Data Engineering Weekly #28

The story is a cross-posting from the Data Engineering Weekly. Please subscribe to the Data Engineering Newsletter for the latest update.

www.dataengineeringweekly.com

Welcome to the 28th edition of the data engineering newsletter. This week’s release is a new set of articles that focus on Google’s ML for computer architecture, Microsoft’s PyTorch vs. TensorFlow, Capital One’s Time travel offline ML evaluation frameworks, Alibaba Cloud’s Data Lake introduction, PayPal’s Next-Gen data movement framework, Apache Pinot’s integration story with Presto, Gradient Flow’s growing importance of Metadata, Metadata Day 2020 overview, Monte Carlo Data’s data pipeline SLA, and TDD with Apache Airflow.

Google: Machine Learning for Computer Architecture

The custom accelerators like Google TPU and Edge CPU significantly advanced the ML workloads. The hardware accelerator ecosystem must continue to innovate in architecture design and acclimate to rapidly evolving ML models and applications to sustain these advances. Google AI writes about blending ML into the high-level system specification and architectural design stage, a pivotal contributing factor to the chip’s overall performance.

Microsoft: A tale of two frameworks: PyTorch vs. TensorFlow

TensorFlow and PyTorch are the two most popular Machine Learning framework. Microsft writes a comparison article that illustrates the differences between PyTorch and TensorFlow by focusing on creating and training two simple models, mainly how to use dynamic subclassed models with the Module API from PyTorch 1.x and the Module API from TensorFlow 2.x.

Capital One: Time Travel is Real-Building Offline Evaluation Frameworks

In a typical system design, multiple services act on an entity to change the state. For an offline ML model evaluation, Adding the temporal view of all the systems’ data and processing to identify the state of customer interactions over time with time travel function is challenging. Capital One writes an exciting blog post discussing some of the challenges of building such a system with a high-level reference architecture.

Alibaba Cloud: Data Lake: Concepts, Characteristics, Architecture, and Case Studies

Alibaba Cloud writes an excellent overview about Data Lake. The blog is an exciting summary of what is a data lake? What are the characteristics of a data lake? The data architectural pattern differences between Lambda and Kappa architectures, Comparing the commercially available data lake solutions, and a case study from Huwai Data Lake system design.

● **Written request**:
Please decide whether each statement agrees with the newsletter, giving yes or no and quoting the newsletter's deciding words.
1. The Microsoft article compares the two frameworks by building and training two simple models.
2. The Alibaba Cloud overview ends with a case study from Google.
3. The Capital One post presents a high-level reference architecture.

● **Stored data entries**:
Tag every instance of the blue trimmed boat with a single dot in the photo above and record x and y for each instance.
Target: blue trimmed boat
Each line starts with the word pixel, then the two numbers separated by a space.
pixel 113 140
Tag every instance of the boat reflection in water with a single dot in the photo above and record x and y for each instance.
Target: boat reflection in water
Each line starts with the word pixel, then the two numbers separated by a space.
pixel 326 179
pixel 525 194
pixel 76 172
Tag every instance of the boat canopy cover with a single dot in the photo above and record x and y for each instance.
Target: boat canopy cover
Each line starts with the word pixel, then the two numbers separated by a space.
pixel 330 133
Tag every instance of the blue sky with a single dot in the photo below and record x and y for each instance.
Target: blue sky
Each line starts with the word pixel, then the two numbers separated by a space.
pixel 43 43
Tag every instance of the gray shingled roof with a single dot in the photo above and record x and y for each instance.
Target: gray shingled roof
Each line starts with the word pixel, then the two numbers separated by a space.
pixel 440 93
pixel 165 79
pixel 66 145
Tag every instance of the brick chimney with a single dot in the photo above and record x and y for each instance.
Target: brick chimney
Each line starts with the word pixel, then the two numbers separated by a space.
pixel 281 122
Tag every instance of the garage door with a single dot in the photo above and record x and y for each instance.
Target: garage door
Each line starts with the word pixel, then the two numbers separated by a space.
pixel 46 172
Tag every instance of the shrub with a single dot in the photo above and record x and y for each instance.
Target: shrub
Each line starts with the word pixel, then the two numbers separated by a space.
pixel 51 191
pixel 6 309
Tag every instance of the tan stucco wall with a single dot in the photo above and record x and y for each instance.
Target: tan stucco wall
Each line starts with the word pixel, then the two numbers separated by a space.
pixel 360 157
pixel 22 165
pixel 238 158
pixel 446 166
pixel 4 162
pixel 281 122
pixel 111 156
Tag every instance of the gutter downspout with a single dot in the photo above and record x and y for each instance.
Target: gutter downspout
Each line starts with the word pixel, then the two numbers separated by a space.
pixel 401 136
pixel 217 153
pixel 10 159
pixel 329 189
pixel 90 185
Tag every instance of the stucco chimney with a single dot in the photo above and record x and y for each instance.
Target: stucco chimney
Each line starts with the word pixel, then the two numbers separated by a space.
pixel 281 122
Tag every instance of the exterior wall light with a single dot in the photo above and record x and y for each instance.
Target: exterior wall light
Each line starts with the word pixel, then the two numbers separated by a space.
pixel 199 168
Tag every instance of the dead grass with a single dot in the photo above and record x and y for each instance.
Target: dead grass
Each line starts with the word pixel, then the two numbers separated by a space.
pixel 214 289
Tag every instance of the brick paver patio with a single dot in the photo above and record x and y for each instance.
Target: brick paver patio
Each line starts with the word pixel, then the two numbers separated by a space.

● **The result**:
1. Yes: "by focusing on creating and training two simple models"
2. No: "a case study from Huwai Data Lake system design"
3. Yes: "with a high-level reference architecture"